WHAT IS ASKED: Which lines in the records below contain the string "blue"? Pull out each of them, counting a match only when its case is the same.

MATERIAL SUPPLIED:
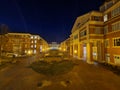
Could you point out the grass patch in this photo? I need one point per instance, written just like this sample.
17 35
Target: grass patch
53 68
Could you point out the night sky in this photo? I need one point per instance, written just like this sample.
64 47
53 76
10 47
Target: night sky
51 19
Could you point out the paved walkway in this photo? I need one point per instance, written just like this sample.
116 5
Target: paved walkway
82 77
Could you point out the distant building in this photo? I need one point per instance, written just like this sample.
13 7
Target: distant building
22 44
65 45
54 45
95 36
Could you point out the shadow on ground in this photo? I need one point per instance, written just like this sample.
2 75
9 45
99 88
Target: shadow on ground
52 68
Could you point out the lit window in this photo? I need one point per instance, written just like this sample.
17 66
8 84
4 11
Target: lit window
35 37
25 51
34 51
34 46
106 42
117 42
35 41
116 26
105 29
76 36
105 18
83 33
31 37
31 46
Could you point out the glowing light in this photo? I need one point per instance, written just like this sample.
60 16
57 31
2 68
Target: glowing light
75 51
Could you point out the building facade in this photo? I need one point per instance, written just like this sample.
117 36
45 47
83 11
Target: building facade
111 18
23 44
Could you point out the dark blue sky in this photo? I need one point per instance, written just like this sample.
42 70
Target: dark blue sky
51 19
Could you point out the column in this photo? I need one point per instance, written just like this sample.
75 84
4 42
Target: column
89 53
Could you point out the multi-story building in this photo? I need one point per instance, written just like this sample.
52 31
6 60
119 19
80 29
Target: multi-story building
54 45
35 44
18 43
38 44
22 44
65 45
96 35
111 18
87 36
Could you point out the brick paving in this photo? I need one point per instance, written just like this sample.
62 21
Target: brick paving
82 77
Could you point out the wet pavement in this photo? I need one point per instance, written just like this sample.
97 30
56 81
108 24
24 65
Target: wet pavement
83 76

...

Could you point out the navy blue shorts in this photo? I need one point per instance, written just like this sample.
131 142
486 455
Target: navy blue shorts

TASK OUTPUT:
Could you point out the dark blue sky in this photo? I need one point per instance, written just like this sample.
Target: dark blue sky
Could you point out the navy blue shorts in this photo? I need one point per instance, written just like this sample.
Target: navy blue shorts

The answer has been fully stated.